WHAT YOU SHOULD DO: Print the stretch of the material below from the line containing "Place a point on each instance of the thin" through the line containing "x=224, y=241", with every line reproduced unchanged.

EXERCISE DATA:

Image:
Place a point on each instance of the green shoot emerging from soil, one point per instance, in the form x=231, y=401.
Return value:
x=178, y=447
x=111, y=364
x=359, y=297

--

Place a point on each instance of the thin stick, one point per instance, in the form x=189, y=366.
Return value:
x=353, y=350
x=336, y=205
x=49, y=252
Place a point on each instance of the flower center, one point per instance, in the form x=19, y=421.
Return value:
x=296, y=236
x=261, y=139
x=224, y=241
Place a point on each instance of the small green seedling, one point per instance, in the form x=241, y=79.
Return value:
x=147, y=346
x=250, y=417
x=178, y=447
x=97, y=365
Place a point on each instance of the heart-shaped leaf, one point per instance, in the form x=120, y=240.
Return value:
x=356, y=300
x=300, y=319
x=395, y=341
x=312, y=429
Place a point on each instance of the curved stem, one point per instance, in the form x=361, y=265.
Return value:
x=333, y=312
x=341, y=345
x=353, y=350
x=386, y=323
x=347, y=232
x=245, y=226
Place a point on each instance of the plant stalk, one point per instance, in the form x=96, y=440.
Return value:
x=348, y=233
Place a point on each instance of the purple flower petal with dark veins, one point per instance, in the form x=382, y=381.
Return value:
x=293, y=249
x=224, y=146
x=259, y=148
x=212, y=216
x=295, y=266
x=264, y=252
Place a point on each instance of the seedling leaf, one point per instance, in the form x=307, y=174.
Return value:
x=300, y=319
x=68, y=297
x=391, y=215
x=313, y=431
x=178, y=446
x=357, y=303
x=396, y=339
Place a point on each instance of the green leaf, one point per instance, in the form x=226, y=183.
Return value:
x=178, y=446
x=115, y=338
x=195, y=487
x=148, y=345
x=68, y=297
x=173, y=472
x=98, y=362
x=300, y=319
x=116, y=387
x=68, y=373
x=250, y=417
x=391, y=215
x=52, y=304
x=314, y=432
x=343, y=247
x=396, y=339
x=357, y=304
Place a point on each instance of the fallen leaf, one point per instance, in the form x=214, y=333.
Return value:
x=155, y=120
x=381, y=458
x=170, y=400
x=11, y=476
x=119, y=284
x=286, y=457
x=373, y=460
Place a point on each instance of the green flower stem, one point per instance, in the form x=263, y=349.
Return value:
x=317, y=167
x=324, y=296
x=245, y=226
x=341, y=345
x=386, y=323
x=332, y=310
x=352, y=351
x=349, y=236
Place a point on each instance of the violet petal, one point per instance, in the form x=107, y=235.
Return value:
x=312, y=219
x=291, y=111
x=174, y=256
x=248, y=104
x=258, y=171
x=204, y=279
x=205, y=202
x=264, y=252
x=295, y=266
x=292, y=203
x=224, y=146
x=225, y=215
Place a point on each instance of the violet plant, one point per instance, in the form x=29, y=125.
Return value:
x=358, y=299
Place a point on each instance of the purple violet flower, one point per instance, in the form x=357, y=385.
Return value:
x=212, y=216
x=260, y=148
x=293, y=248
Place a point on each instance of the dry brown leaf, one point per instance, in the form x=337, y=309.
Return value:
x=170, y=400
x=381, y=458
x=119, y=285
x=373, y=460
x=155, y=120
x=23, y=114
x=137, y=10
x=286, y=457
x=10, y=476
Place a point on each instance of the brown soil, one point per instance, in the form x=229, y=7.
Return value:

SOLUTION TO THIS PROBLEM:
Place a point on each instance of the thin stick, one point per instance, in the form x=189, y=366.
Return value:
x=353, y=350
x=336, y=205
x=49, y=252
Place a point on each instance of the flower center, one point per instance, in the form x=19, y=421.
Return value:
x=296, y=236
x=261, y=139
x=224, y=241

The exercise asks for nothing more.